POV-Ray : Newsgroups : povray.off-topic : gathering infos from web pages Server Time
11 Oct 2024 13:14:53 EDT (-0400)
  gathering infos from web pages (Message 1 to 10 of 29)  
Goto Latest 10 Messages Next 10 Messages >>>
From: Fa3ien
Subject: gathering infos from web pages
Date: 21 Nov 2007 08:50:05
Message: <4744378d@news.povray.org>
Hi,
in our country, we have a government-operated official website
which publishes opportunities in public tender.

sample URL of a resulting page :
http://www.ejustice.just.fgov.be/cgi_bul/bul_a_1.pl?DETAIL=DETAIL&caller=list&row_id=1&numero=1&rech=472&numac=2007051997&pd=2007-11-16&lg=F&pdf_file=%2Fhome%2Fmon1%2Fbul%2Fimage%2F2007%2F1116_1.pdf&trier=+order+by+numac+desc%2C+pd%3B&language=fr&choix1=ET&choix2=ET&fromtab=BUL&sql=objet+contains++%27architecture%27&objet=architecture

These people don't have an RSS feed availiable, or anything else that would
help us do otherwise than tedious manual checking with keywords every week
(hundreds of offers are published each day).

→ Do this
Can you carry the newsgroup post about gathering tender notices from a government website forward from its last sentence? The material is not needed for this.

Dataset excerpts on object pointing:
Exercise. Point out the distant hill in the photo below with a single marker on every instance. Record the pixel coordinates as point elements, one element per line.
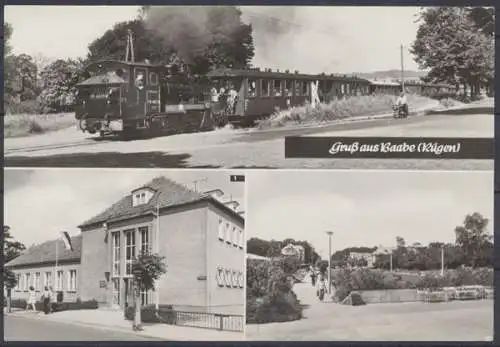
<point>391,74</point>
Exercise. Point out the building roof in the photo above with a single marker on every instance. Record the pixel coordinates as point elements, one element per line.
<point>167,194</point>
<point>46,253</point>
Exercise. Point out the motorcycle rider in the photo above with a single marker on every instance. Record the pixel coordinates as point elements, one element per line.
<point>402,102</point>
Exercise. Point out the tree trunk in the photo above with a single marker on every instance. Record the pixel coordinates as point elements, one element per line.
<point>9,300</point>
<point>137,315</point>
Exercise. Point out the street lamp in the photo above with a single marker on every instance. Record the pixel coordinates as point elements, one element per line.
<point>442,260</point>
<point>329,233</point>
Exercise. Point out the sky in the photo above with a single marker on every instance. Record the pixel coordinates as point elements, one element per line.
<point>309,39</point>
<point>364,208</point>
<point>41,203</point>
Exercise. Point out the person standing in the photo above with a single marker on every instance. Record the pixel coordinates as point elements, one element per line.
<point>46,297</point>
<point>31,299</point>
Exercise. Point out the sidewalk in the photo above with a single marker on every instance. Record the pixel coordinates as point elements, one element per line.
<point>114,320</point>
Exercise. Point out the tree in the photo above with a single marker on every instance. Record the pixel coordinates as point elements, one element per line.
<point>11,249</point>
<point>456,51</point>
<point>59,80</point>
<point>146,269</point>
<point>473,237</point>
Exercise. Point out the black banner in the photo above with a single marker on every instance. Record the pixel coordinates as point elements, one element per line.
<point>389,147</point>
<point>237,178</point>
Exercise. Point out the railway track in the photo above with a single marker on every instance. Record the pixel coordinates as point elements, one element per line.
<point>52,146</point>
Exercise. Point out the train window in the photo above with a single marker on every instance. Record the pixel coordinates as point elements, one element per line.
<point>265,88</point>
<point>305,88</point>
<point>288,88</point>
<point>153,78</point>
<point>277,88</point>
<point>252,88</point>
<point>298,88</point>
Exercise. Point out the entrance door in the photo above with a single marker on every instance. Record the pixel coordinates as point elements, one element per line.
<point>116,292</point>
<point>128,295</point>
<point>140,75</point>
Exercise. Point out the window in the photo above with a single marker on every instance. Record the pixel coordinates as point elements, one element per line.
<point>298,88</point>
<point>18,282</point>
<point>220,233</point>
<point>235,237</point>
<point>116,253</point>
<point>305,88</point>
<point>252,88</point>
<point>228,233</point>
<point>288,88</point>
<point>145,241</point>
<point>47,279</point>
<point>71,280</point>
<point>129,251</point>
<point>277,88</point>
<point>59,280</point>
<point>264,88</point>
<point>241,241</point>
<point>153,78</point>
<point>27,281</point>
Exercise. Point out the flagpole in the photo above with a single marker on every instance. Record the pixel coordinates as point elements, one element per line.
<point>157,250</point>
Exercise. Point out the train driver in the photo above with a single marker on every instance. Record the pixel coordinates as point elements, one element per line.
<point>402,102</point>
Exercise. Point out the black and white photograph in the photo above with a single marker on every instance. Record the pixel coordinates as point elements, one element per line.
<point>221,87</point>
<point>99,255</point>
<point>369,255</point>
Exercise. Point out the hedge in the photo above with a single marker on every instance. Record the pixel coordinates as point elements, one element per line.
<point>165,314</point>
<point>58,307</point>
<point>349,280</point>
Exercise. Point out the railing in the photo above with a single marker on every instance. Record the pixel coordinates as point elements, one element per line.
<point>455,293</point>
<point>206,320</point>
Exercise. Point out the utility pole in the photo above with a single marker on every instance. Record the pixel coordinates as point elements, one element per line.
<point>329,233</point>
<point>402,71</point>
<point>442,260</point>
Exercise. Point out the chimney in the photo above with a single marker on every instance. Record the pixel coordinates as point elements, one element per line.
<point>215,194</point>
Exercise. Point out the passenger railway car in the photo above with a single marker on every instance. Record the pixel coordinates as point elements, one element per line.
<point>260,93</point>
<point>122,97</point>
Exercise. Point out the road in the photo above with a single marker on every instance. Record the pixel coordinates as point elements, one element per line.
<point>35,328</point>
<point>379,322</point>
<point>242,148</point>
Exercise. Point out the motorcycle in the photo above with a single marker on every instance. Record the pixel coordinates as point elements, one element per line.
<point>399,111</point>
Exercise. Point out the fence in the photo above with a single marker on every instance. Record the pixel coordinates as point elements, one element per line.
<point>207,320</point>
<point>455,293</point>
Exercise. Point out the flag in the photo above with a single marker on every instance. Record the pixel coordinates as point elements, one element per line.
<point>67,241</point>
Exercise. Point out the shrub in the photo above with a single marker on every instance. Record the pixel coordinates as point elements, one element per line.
<point>165,314</point>
<point>270,297</point>
<point>337,109</point>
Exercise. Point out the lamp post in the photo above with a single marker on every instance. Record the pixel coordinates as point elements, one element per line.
<point>329,233</point>
<point>442,260</point>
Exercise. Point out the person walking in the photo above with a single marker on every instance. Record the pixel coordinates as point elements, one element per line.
<point>46,297</point>
<point>31,299</point>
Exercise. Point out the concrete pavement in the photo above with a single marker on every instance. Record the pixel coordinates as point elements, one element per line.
<point>113,321</point>
<point>379,322</point>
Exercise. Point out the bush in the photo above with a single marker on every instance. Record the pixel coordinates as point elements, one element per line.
<point>349,280</point>
<point>58,307</point>
<point>270,297</point>
<point>165,314</point>
<point>337,109</point>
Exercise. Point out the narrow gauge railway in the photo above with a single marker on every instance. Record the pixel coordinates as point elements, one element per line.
<point>127,97</point>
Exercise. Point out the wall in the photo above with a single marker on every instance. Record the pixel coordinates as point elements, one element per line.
<point>67,296</point>
<point>182,243</point>
<point>390,295</point>
<point>224,299</point>
<point>94,265</point>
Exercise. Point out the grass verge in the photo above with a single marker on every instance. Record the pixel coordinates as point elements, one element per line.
<point>339,109</point>
<point>20,125</point>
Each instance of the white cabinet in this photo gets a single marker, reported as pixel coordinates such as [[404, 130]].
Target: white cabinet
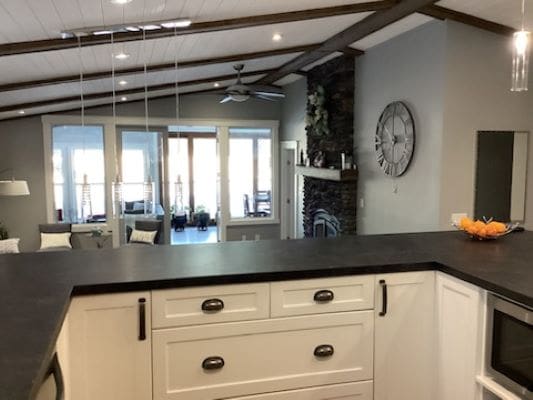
[[227, 360], [345, 391], [459, 323], [317, 296], [404, 336], [109, 346]]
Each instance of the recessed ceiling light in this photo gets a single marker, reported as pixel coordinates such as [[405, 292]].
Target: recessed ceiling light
[[182, 23], [98, 33], [150, 27], [122, 56]]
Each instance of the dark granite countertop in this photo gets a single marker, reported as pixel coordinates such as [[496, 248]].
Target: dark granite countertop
[[35, 288]]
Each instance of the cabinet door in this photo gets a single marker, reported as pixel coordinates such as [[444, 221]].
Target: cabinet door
[[404, 336], [459, 310], [110, 358]]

→ Exercise result
I'd like to be able to automate the process, so I can produce some kind of
digest from the offers we are likely interested into. The "examine a page
and determine if we are likely to be interested" will be easy.  I have a
problem with the first step : "automatically retrieve every page starting
from a given one".

After some observation and tests, I know how to get the "next offer" by tweaking
the URL string appropriately.  But I need to read the content of the resulting
page to determine when I need to change the date ('pd' in the query) so I can
continue incrementing the numbering ('numac' in query).  That's where it goes bad.

I tought 'well, just do some javascript, put the content of the url in an iframe,
read it, and act accordingly'.  Done that. It doesn't work. Why ?  The XMLHTTPRequest
function, which is used to put the content of the iframe in a string, is prohibited
(in any browser in existence) to work with content from another domain. Ouch !
I found some GreaseMonkey script which pretended to allow bypass of this "cross-domain
policy", but it didn't work.

So I'm still at the start of this seemingly simple project.  I'm currently thinking
of getting the pages with WGET, but can I pilot WGET from Javascript ? Or should
I try another language ?  Or a completely different path ?

Ideas ?

TIA,
Fabien.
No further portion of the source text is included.